Lola Vicente (Yecla-Murcia, 1942) es editora amateur (Ediciones Cylea), escritora, antóloga y técnico de agricultura en la Junta de Castilla y León. Procede de una familia que la enseñó a valorar los aspectos más nobles de la existencia; y de un pueblo, descendiente de tribus primitivas y pueblos invasores y colonizadores, con un trasfondo de interés místico y literario. Místico, quizá por haber albergado en sus confines un núcleo religioso, antiguo convento o santuario cercano al Cerro de los Santos. Literario, por la influencia reciente de dos personalidades: José Martínez Ruiz, Azorín y José Luis Castillo Puche.
Colaboraciones en periódicos y en diversos medios.
Premios de poesía: en Yecla, Madrid, Valladolid y Dueñas.
Libros publicados:
El Eco de Cylea (1.992)
Vuelo de pájaros (1996)
Cuadernos de Salima: Haykus a Granada (2004)
Zéjeles de amor (2004)
Desde Manuel (2005)
Egelasta (Cylea Ediciones, 2009)
Coeditora de la antología: Cuentos para Segovia (2007)
Incluida en antologías poéticas varias y traducida al inglés e italiano. Funda varias asociaciones culturales.
TEÑIRSE EL PELO DE RUBIO ATARDECER
Atravesó por mí sin conmoverse
aquel tiempo que tuve y corresponde
a la edad transcurrida.
Es la savia que pacta con el cambio
y, en el lance, me muda.
¿Va el concepto de tiempo incorporado
al existir, por hacerlo indulgente?

● TAREAS DEL EJERCICIO:
1. Cita al pie de la letra el tramo del texto sobre Lola Vicente que va desde "Desde Manuel (2005)" hasta "lance, me muda.".
2. Según el texto sobre Lola Vicente, ¿en qué lugares obtuvo premios de poesía? Nómbralos todos.

● LÍNEAS PROPORCIONADAS:
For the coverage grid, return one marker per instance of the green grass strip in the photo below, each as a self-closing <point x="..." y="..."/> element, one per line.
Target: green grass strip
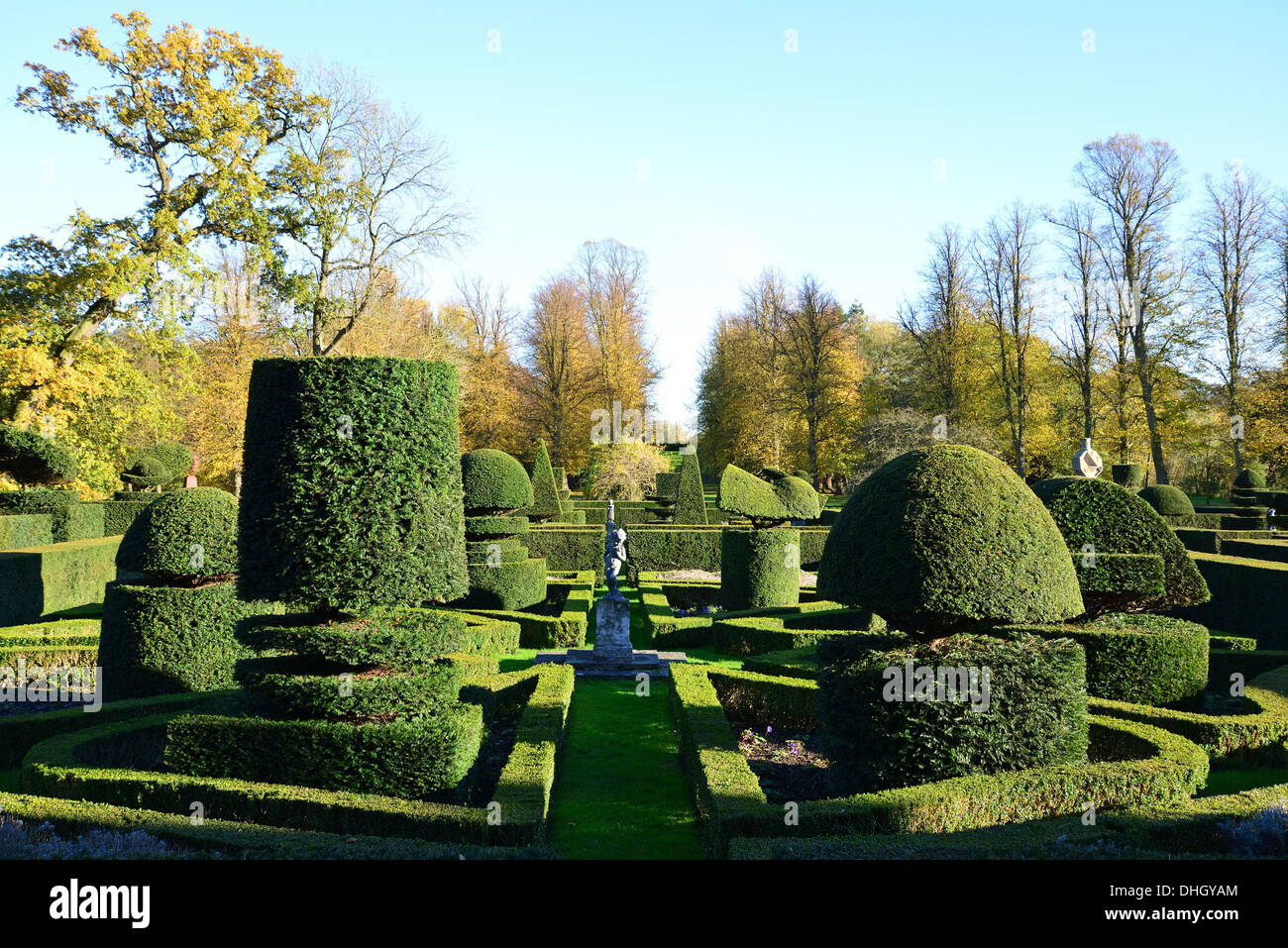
<point x="619" y="791"/>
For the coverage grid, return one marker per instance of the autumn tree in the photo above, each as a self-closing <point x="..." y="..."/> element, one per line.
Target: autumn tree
<point x="610" y="279"/>
<point x="939" y="321"/>
<point x="1232" y="235"/>
<point x="200" y="119"/>
<point x="1080" y="343"/>
<point x="1137" y="184"/>
<point x="1005" y="263"/>
<point x="489" y="380"/>
<point x="366" y="200"/>
<point x="561" y="378"/>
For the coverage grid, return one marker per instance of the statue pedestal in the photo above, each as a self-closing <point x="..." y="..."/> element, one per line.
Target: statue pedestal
<point x="613" y="629"/>
<point x="613" y="655"/>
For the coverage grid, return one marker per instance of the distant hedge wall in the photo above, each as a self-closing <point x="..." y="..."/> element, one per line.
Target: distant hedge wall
<point x="20" y="531"/>
<point x="44" y="579"/>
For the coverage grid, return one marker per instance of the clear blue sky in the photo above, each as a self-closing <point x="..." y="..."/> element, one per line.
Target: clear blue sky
<point x="820" y="159"/>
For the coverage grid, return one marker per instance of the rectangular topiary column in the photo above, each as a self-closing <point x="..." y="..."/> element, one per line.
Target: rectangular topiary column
<point x="352" y="485"/>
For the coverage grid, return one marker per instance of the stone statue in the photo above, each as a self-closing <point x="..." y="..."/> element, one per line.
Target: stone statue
<point x="1086" y="463"/>
<point x="614" y="553"/>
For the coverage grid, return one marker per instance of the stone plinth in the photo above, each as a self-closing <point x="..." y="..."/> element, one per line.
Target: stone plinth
<point x="613" y="629"/>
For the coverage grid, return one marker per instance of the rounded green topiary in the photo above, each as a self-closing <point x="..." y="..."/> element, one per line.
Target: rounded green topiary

● LISTA DE RESPUESTAS:
1.
Desde Manuel (2005)
Egelasta (Cylea Ediciones, 2009)
Coeditora de la antología: Cuentos para Segovia (2007)
Incluida en antologías poéticas varias y traducida al inglés e italiano. Funda varias asociaciones culturales.
TEÑIRSE EL PELO DE RUBIO ATARDECER
Atravesó por mí sin conmoverse
aquel tiempo que tuve y corresponde
a la edad transcurrida.
Es la savia que pacta con el cambio
y, en el lance, me muda.

2. Yecla, Madrid, Valladolid y Dueñas.